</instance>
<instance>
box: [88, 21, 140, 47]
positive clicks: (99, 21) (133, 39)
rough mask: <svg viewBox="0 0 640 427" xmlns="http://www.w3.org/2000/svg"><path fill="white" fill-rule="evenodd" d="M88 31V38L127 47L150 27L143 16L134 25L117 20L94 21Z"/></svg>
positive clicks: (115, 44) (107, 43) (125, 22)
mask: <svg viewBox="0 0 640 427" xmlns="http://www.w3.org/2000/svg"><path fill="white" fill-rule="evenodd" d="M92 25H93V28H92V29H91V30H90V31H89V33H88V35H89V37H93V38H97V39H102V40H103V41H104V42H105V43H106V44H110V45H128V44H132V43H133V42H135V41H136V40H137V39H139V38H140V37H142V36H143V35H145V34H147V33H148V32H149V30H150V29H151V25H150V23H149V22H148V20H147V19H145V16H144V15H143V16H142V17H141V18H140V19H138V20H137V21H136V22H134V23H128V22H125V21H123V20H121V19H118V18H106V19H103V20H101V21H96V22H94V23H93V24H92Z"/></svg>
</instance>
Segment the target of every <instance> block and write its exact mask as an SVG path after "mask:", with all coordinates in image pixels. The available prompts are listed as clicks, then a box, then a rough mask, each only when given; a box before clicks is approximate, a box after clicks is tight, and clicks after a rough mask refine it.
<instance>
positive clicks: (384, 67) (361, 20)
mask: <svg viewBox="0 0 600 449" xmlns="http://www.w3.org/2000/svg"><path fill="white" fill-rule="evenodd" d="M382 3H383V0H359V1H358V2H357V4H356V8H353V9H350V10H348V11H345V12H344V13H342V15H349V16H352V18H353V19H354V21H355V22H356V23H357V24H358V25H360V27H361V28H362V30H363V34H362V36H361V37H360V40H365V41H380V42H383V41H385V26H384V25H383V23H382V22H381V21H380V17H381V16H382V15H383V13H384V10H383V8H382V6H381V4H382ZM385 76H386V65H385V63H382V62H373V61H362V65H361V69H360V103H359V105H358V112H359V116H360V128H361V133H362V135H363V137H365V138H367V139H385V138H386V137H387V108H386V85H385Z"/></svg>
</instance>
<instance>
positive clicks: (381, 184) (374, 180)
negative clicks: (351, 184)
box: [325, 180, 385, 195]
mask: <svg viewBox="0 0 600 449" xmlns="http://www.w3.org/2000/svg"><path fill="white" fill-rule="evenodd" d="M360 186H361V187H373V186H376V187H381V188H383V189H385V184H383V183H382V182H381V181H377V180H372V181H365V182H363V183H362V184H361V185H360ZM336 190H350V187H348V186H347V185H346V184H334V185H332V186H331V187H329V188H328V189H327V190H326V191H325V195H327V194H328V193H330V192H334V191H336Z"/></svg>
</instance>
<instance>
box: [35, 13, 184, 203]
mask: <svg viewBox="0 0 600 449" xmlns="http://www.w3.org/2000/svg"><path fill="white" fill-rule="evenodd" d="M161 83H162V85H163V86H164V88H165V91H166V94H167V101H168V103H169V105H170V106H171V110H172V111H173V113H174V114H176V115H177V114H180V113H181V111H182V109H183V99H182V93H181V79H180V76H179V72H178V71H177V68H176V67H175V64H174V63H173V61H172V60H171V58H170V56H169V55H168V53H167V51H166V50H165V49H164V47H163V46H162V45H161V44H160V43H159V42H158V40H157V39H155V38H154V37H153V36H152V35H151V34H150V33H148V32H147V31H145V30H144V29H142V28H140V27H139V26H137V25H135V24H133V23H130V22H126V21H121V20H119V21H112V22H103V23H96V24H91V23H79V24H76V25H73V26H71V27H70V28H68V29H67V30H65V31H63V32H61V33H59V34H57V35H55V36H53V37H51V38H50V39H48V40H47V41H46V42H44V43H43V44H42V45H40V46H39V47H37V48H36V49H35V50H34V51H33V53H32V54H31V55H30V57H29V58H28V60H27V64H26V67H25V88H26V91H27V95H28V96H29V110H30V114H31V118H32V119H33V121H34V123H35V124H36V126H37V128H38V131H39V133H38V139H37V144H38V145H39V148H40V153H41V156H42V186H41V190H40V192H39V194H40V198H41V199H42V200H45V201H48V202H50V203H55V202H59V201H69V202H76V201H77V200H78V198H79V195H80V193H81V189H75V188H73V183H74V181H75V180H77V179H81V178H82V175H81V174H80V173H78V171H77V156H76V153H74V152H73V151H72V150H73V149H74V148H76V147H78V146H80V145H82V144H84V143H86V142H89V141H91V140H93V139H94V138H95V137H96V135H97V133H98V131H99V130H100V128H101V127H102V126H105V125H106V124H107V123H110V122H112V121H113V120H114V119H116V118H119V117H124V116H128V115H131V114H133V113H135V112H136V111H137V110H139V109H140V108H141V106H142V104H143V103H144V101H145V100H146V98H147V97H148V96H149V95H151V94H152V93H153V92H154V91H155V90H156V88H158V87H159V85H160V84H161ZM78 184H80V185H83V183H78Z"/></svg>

————

In the items above, tally the lines that include the string "positive", and reply with the number alone.

4